Requisitos do exercício ▸ Segundo o trecho sobre a escravidão no Brasil, que possibilidade era um dos fundamentos da longevidade da escravidão no país?

::: Trecho do documento :::

Marcus Carvalho – Há uma outra Independência na historiografia contemporânea. Na história há sempre alternativas. Nós somos isso que sabemos que somos. Mas houve lutas e alternativas derrotadas. O povo sempre se revoltou. Os escravizados, os libertos, a população livre pobre sempre foi protagonista. A proposta vencedora na Independência foi profundamente conservadora, centralista e escravista, mas houve alternativas e muito sangue foi derramado para que essas propostas mais avançadas não prosperassem. Um dos principais compromissos políticos do historiador é recuperar essas alternativas. Mostrar que elas existiram – e existem! Não temos que nos conformar com o que está posto. Aqueles anos de formação do Brasil foram de muito protesto, de muitas demandas. As camadas subalternas aproveitaram-se do momento para protestar, fugir, rebelarem-se. A historiografia contemporânea tem mostrado isso.

IHU On-Line – Como se dava a relação entre negros e brancos em Pernambuco no início do século 19?
Marcus Carvalho – Essa relação foi sempre conflituosa, claro. Era uma sociedade escravista. Todavia, um dos fundamentos da longevidade da escravidão no Brasil era a possibilidade de o ex-escravizado ser dono de escravizados. Isso não existia nos Estados Unidos, por exemplo. Lá o senhor era sempre branco. Aqui, era perfeitamente possível uma pessoa ser escravizada na África, vir para o Brasil e passar a vida como cativo sem ter tido jamais um senhor branco. Como não havia nenhum interdito à propriedade de escravos, havia muita gente com poucos escravizados. A propriedade escrava no Brasil era muito pulverizada. Havia multidões de proprietários com um, dois, três escravos. Isso reforçava muito a instituição, pois havia inúmeros não-brancos donos de gente e também tornava mais fluidas as relações interétnicas e inter-raciais, por mais brutal que fosse a escravidão. Ao mesmo tempo, não havia interditos à alforria, o que dava ao sistema uma certa flexibilidade. O paradoxo é este: essa flexibilidade fez a escravidão durar muito.

::: Itens listados :::

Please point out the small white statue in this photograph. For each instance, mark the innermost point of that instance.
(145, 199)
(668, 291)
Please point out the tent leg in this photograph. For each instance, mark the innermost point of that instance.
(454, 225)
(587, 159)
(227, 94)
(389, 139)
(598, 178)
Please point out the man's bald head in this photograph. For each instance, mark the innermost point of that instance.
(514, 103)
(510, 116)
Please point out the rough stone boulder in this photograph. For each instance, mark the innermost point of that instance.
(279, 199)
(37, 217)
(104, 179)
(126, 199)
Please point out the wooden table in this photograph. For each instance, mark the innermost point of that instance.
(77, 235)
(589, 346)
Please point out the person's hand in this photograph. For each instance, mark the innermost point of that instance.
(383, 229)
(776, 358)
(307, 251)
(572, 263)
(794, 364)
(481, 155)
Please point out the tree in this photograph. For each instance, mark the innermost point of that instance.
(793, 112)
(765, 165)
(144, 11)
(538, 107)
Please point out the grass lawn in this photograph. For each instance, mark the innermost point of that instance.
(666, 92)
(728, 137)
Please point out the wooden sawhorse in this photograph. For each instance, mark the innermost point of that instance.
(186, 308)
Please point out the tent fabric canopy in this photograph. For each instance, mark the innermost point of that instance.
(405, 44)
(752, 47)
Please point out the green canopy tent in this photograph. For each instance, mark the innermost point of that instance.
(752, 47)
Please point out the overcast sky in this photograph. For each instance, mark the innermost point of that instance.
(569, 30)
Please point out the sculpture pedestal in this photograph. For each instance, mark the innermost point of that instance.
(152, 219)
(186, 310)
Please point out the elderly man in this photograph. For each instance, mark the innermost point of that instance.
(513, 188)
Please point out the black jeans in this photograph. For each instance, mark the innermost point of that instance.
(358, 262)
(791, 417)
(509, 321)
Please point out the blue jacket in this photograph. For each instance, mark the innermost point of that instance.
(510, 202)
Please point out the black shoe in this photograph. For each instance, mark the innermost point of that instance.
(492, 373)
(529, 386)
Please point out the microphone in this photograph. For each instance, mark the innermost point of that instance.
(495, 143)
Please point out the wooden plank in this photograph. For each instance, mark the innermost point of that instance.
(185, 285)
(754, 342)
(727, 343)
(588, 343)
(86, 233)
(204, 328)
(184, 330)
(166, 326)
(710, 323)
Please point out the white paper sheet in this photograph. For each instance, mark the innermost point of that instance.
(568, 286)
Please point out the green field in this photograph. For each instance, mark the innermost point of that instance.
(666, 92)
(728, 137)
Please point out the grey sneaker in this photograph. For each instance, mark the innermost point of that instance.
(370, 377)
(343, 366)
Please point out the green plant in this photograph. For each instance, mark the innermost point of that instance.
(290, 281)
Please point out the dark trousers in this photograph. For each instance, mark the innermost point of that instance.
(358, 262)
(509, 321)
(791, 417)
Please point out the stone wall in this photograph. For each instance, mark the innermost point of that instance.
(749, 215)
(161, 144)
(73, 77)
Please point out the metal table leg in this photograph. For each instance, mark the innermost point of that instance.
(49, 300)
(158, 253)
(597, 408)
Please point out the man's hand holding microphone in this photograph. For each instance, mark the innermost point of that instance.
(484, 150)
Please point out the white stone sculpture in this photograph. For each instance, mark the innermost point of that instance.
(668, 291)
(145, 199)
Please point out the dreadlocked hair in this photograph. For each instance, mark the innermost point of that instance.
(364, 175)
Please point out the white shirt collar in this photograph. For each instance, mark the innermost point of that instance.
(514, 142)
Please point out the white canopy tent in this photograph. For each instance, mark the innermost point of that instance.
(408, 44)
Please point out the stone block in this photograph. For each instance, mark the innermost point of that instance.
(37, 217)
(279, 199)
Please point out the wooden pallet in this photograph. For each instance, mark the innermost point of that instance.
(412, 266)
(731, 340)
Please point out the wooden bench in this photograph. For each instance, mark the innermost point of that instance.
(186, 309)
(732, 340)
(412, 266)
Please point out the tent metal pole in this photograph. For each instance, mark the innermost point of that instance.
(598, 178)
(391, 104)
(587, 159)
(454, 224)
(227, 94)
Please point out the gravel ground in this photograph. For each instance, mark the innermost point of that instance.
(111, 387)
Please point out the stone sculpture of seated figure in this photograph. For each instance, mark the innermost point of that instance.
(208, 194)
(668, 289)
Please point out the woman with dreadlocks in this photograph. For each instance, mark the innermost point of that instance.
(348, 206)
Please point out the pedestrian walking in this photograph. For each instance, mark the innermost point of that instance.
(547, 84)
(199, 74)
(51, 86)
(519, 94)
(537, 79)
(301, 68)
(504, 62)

:::

Resultado da tarefa ▸ A possibilidade de o ex-escravizado ser dono de escravizados.